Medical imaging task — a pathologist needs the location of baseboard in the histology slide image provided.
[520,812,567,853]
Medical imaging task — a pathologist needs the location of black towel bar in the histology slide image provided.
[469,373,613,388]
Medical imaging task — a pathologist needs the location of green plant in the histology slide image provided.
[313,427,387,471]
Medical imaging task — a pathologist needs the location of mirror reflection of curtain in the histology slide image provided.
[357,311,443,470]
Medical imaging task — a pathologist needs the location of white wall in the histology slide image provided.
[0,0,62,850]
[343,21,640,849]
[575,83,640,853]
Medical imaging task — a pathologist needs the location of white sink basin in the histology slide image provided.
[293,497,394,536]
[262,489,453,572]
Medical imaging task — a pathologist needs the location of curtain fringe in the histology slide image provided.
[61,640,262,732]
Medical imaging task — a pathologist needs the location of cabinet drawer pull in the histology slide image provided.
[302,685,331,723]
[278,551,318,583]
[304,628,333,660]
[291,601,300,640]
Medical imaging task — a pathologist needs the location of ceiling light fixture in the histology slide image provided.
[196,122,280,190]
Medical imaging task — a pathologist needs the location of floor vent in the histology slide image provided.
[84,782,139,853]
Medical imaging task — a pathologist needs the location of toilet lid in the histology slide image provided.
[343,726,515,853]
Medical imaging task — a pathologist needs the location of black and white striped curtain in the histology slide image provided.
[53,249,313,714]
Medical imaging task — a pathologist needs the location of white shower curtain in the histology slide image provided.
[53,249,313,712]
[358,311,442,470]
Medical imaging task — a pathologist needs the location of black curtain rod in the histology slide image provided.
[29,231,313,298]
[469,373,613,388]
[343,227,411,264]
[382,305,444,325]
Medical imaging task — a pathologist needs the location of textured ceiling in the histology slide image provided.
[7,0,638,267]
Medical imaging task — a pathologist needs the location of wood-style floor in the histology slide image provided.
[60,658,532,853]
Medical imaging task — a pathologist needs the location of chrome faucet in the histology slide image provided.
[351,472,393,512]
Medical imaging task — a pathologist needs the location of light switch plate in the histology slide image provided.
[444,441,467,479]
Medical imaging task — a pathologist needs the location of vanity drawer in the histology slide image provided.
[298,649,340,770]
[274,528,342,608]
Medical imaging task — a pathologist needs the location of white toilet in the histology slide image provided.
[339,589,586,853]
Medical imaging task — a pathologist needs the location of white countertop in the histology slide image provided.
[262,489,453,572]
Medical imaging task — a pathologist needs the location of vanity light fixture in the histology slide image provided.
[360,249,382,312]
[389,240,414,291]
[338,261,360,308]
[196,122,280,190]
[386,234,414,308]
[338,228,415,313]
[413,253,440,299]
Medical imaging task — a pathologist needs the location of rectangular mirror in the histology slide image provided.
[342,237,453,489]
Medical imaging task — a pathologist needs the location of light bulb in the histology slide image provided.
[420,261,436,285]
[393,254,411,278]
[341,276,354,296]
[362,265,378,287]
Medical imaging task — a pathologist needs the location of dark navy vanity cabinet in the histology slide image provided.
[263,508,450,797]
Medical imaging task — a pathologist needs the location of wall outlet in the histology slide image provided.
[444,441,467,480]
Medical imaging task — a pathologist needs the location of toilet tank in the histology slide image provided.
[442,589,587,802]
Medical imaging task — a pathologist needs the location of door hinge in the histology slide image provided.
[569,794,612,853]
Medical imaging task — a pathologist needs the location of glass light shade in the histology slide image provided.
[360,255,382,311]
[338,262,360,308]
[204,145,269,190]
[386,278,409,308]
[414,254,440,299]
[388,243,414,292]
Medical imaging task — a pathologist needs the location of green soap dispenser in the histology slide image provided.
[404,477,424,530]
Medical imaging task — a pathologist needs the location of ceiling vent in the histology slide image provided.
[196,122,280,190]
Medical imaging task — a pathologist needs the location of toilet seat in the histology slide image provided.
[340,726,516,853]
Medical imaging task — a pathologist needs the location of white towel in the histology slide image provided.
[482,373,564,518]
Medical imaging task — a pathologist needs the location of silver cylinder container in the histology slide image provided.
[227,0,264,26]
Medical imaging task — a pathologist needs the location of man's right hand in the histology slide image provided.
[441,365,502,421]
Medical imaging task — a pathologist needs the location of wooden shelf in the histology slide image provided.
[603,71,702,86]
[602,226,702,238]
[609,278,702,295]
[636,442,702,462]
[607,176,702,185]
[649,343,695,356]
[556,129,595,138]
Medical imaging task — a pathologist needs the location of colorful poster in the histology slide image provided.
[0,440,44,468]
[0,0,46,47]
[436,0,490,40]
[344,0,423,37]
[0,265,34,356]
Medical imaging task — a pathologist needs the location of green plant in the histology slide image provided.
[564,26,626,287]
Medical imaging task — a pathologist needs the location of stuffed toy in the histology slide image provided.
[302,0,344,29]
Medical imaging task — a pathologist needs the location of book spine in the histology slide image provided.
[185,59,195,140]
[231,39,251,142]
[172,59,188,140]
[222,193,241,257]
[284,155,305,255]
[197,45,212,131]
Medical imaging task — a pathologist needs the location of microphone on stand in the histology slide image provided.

(Required work): Rewrite the lines of the listing that run from the line containing "lid in the histology slide image provided." through the line containing "[343,726,515,853]", swapping "toilet lid" for "toilet seat" and keeping everything else the same.

(Exercise output):
Medical imaging task — a pathologist needs the location of toilet seat in the histology slide image provided.
[343,726,515,853]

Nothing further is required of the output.